- [REQUIREMENTS]:
Set down the material once more, exactly as it appears.

○ ○ ○ ○ ○ ○ ○

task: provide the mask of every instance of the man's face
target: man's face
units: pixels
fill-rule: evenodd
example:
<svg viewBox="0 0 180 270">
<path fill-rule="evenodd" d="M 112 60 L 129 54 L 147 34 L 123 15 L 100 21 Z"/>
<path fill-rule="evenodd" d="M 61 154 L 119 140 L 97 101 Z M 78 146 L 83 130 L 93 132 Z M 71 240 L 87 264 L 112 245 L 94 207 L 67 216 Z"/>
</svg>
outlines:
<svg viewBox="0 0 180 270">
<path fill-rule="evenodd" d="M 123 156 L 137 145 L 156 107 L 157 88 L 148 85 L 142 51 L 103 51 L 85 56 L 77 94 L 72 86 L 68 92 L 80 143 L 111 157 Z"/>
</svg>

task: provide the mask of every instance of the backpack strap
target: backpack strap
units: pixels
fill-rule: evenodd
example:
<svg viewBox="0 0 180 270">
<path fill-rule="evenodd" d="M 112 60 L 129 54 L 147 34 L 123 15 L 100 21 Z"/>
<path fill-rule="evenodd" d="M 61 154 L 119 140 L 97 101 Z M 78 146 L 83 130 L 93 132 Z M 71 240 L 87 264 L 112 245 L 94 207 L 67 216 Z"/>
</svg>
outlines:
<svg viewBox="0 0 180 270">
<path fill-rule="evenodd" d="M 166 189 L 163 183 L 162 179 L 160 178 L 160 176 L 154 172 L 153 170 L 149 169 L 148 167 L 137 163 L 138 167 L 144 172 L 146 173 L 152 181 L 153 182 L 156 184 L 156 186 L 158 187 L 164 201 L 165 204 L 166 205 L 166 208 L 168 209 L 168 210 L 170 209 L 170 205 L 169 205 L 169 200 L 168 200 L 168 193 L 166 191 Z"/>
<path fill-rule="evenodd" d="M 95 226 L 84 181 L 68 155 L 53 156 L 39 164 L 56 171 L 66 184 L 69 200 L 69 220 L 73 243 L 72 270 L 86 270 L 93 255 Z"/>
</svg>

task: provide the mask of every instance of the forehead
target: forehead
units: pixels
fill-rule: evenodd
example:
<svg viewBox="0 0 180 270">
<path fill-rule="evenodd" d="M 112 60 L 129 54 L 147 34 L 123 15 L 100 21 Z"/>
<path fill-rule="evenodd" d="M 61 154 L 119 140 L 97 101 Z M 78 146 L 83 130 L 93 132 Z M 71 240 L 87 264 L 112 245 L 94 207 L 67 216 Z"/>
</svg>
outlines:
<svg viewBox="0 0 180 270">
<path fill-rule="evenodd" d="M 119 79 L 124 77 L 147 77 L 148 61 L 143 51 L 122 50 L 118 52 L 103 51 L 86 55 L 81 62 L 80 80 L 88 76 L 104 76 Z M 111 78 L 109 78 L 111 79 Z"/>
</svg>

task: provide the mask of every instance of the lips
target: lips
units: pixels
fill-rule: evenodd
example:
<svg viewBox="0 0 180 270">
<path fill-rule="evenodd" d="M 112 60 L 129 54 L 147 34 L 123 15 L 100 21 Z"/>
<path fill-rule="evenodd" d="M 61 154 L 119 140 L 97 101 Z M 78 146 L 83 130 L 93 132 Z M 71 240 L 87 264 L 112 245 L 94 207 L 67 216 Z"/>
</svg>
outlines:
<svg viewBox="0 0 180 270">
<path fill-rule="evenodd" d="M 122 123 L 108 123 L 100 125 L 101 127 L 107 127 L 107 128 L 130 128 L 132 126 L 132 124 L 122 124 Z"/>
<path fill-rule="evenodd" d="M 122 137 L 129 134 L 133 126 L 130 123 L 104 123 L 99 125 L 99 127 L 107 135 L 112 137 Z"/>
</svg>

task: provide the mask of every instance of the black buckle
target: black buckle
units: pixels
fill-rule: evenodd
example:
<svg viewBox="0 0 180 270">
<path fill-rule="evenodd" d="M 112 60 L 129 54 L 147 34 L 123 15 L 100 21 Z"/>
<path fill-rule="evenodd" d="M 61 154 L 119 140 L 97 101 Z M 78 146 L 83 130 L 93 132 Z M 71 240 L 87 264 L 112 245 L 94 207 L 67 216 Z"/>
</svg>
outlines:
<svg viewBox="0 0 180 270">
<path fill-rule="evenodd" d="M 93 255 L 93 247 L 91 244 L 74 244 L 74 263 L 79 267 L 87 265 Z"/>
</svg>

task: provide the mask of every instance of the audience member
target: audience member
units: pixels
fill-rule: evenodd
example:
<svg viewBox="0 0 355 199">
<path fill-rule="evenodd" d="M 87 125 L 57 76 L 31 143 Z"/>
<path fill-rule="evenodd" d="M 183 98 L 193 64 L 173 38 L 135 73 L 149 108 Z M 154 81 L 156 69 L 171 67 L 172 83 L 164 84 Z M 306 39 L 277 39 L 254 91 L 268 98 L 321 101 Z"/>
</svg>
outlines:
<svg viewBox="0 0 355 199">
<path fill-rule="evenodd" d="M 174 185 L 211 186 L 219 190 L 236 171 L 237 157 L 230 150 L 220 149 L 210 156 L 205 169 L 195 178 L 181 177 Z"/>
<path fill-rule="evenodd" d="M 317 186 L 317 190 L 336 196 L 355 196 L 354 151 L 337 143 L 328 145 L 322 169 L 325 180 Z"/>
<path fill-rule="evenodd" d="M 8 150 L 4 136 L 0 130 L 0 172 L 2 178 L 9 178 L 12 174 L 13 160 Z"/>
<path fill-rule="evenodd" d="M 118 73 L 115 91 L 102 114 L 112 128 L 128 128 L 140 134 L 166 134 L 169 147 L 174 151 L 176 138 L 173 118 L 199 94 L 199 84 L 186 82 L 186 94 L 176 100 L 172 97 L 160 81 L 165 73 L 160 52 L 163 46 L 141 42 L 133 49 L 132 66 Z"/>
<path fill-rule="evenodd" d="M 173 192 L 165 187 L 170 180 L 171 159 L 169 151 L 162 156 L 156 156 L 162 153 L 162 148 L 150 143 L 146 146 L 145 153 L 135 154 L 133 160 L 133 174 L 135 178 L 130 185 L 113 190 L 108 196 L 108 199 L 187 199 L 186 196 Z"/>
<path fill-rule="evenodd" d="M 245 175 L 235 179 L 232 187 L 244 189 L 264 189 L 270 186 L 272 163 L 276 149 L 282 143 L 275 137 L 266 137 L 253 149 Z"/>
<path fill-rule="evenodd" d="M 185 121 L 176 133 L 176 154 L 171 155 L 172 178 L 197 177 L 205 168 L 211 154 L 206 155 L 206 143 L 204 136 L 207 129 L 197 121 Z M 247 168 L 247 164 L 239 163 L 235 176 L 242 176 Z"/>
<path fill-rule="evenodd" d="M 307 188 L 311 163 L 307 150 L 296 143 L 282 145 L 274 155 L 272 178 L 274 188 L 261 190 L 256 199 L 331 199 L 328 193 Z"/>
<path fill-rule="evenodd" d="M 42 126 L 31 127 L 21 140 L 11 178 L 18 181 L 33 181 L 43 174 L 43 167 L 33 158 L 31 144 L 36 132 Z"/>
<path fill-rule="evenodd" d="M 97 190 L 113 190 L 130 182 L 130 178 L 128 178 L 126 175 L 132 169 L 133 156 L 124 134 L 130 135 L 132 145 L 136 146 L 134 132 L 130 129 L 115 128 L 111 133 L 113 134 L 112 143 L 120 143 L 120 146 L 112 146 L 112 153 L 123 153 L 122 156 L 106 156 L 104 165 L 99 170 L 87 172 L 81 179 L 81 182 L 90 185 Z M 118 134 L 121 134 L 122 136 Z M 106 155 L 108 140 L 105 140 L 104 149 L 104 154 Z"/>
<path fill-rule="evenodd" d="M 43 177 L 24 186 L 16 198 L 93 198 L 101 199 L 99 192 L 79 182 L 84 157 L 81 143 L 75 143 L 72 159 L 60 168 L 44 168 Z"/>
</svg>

○ ○ ○ ○ ○ ○ ○

- [THE SOLUTION]:
task: provide the mask of every instance of the man's face
target: man's face
units: pixels
fill-rule: evenodd
example:
<svg viewBox="0 0 180 270">
<path fill-rule="evenodd" d="M 112 60 L 129 54 L 147 34 L 123 15 L 100 21 Z"/>
<path fill-rule="evenodd" d="M 61 154 L 119 140 L 97 101 Z M 78 146 L 83 130 L 93 132 Z M 71 240 L 87 264 L 112 245 L 94 207 L 67 216 Z"/>
</svg>
outlines:
<svg viewBox="0 0 180 270">
<path fill-rule="evenodd" d="M 123 156 L 137 145 L 156 107 L 157 88 L 148 85 L 142 51 L 103 51 L 85 56 L 77 94 L 72 86 L 68 92 L 80 143 L 111 157 Z"/>
</svg>

task: provide the mask of every instance of the backpack strap
target: backpack strap
units: pixels
fill-rule: evenodd
example:
<svg viewBox="0 0 180 270">
<path fill-rule="evenodd" d="M 112 60 L 129 54 L 147 34 L 123 15 L 100 21 Z"/>
<path fill-rule="evenodd" d="M 61 154 L 119 140 L 97 101 Z M 78 146 L 83 130 L 93 132 Z M 71 240 L 87 264 L 112 245 L 94 207 L 67 216 Z"/>
</svg>
outlines:
<svg viewBox="0 0 180 270">
<path fill-rule="evenodd" d="M 166 189 L 163 183 L 162 179 L 160 178 L 160 176 L 154 172 L 153 170 L 149 169 L 148 167 L 137 163 L 138 167 L 144 172 L 146 173 L 152 181 L 153 182 L 156 184 L 156 186 L 158 187 L 164 201 L 165 204 L 166 205 L 166 208 L 168 209 L 168 210 L 170 209 L 170 205 L 169 205 L 169 200 L 168 200 L 168 193 L 166 191 Z"/>
<path fill-rule="evenodd" d="M 95 226 L 84 181 L 68 155 L 53 156 L 39 164 L 56 171 L 66 184 L 69 200 L 69 220 L 73 243 L 72 270 L 86 270 L 93 255 Z"/>
</svg>

task: provide the mask of every instance of the forehead
target: forehead
units: pixels
fill-rule: evenodd
example:
<svg viewBox="0 0 180 270">
<path fill-rule="evenodd" d="M 112 60 L 129 54 L 147 34 L 123 15 L 100 21 Z"/>
<path fill-rule="evenodd" d="M 61 154 L 119 140 L 97 101 Z M 78 146 L 83 130 L 93 132 Z M 71 240 L 87 264 L 112 245 L 94 207 L 67 216 Z"/>
</svg>
outlines:
<svg viewBox="0 0 180 270">
<path fill-rule="evenodd" d="M 119 79 L 124 77 L 147 77 L 148 61 L 143 51 L 122 50 L 118 52 L 103 51 L 86 55 L 81 62 L 80 80 L 88 76 L 104 76 Z M 111 78 L 109 78 L 111 79 Z"/>
</svg>

task: provide the mask of every instance of the lips
target: lips
units: pixels
fill-rule: evenodd
example:
<svg viewBox="0 0 180 270">
<path fill-rule="evenodd" d="M 112 60 L 129 54 L 147 34 L 123 15 L 100 21 Z"/>
<path fill-rule="evenodd" d="M 61 154 L 119 140 L 97 101 Z M 78 146 L 83 130 L 93 132 Z M 71 240 L 87 264 L 112 245 L 94 207 L 67 216 Z"/>
</svg>
outlines:
<svg viewBox="0 0 180 270">
<path fill-rule="evenodd" d="M 122 123 L 108 123 L 100 125 L 101 127 L 107 127 L 107 128 L 130 128 L 132 126 L 132 124 L 122 124 Z"/>
<path fill-rule="evenodd" d="M 122 137 L 129 134 L 133 126 L 130 123 L 104 123 L 99 125 L 99 127 L 107 135 L 112 137 Z"/>
</svg>

task: provide the mask of every instance of the black buckle
target: black buckle
units: pixels
fill-rule: evenodd
example:
<svg viewBox="0 0 180 270">
<path fill-rule="evenodd" d="M 112 60 L 129 54 L 147 34 L 123 15 L 100 21 Z"/>
<path fill-rule="evenodd" d="M 61 154 L 119 140 L 97 101 Z M 78 146 L 83 130 L 93 132 Z M 71 240 L 87 264 L 112 245 L 94 207 L 67 216 Z"/>
</svg>
outlines:
<svg viewBox="0 0 180 270">
<path fill-rule="evenodd" d="M 93 255 L 93 247 L 91 244 L 74 244 L 74 263 L 79 267 L 87 265 Z"/>
</svg>

task: provide the mask of every instance of the audience member
target: audience member
units: pixels
fill-rule: evenodd
example:
<svg viewBox="0 0 355 199">
<path fill-rule="evenodd" d="M 87 125 L 57 76 L 31 143 Z"/>
<path fill-rule="evenodd" d="M 183 98 L 193 64 L 173 38 L 135 73 L 149 108 Z M 154 81 L 156 69 L 171 67 L 172 83 L 164 84 Z M 306 39 L 277 39 L 254 91 L 268 98 L 321 101 Z"/>
</svg>
outlines:
<svg viewBox="0 0 355 199">
<path fill-rule="evenodd" d="M 174 185 L 211 186 L 219 190 L 236 171 L 237 157 L 230 150 L 220 149 L 210 156 L 205 169 L 195 178 L 181 177 Z"/>
<path fill-rule="evenodd" d="M 317 186 L 317 190 L 336 196 L 355 196 L 354 151 L 337 143 L 328 145 L 322 169 L 325 180 Z"/>
<path fill-rule="evenodd" d="M 8 150 L 4 136 L 0 130 L 0 172 L 2 178 L 9 178 L 12 174 L 13 160 Z"/>
<path fill-rule="evenodd" d="M 118 73 L 115 91 L 102 114 L 112 128 L 128 128 L 140 134 L 166 134 L 169 147 L 174 151 L 176 138 L 173 118 L 199 94 L 199 84 L 186 82 L 186 94 L 176 100 L 172 97 L 160 81 L 165 73 L 160 52 L 163 46 L 141 42 L 133 49 L 132 66 Z"/>
<path fill-rule="evenodd" d="M 173 192 L 165 187 L 170 180 L 171 159 L 169 151 L 162 156 L 156 156 L 162 153 L 162 148 L 150 143 L 146 146 L 145 153 L 135 154 L 133 160 L 133 174 L 135 178 L 130 185 L 113 190 L 108 196 L 108 199 L 187 199 L 186 196 Z"/>
<path fill-rule="evenodd" d="M 245 175 L 235 179 L 232 187 L 244 189 L 264 189 L 270 186 L 272 163 L 276 149 L 282 143 L 275 137 L 266 137 L 253 149 Z"/>
<path fill-rule="evenodd" d="M 185 121 L 176 133 L 176 154 L 171 155 L 172 178 L 197 177 L 205 168 L 211 154 L 206 155 L 206 143 L 204 136 L 207 129 L 197 121 Z M 247 168 L 247 164 L 239 163 L 235 176 L 242 176 Z"/>
<path fill-rule="evenodd" d="M 307 188 L 311 163 L 307 150 L 296 143 L 282 145 L 274 155 L 272 178 L 274 188 L 261 190 L 256 199 L 331 199 L 328 193 Z"/>
<path fill-rule="evenodd" d="M 42 126 L 31 127 L 21 140 L 11 178 L 18 181 L 33 181 L 43 174 L 43 167 L 33 158 L 31 144 L 36 132 Z"/>
<path fill-rule="evenodd" d="M 97 190 L 113 190 L 130 182 L 130 178 L 128 178 L 126 175 L 132 169 L 133 156 L 124 134 L 130 135 L 132 145 L 136 146 L 134 132 L 130 129 L 115 128 L 111 133 L 113 134 L 112 143 L 120 143 L 120 146 L 112 146 L 112 153 L 123 153 L 122 156 L 106 156 L 104 165 L 99 170 L 87 172 L 81 179 L 81 182 L 90 185 Z M 118 134 L 121 134 L 122 136 Z M 106 155 L 108 140 L 105 140 L 104 149 L 104 154 Z"/>
<path fill-rule="evenodd" d="M 43 177 L 24 186 L 16 198 L 93 198 L 101 199 L 99 192 L 79 182 L 84 157 L 81 143 L 75 143 L 72 159 L 60 168 L 44 168 Z"/>
</svg>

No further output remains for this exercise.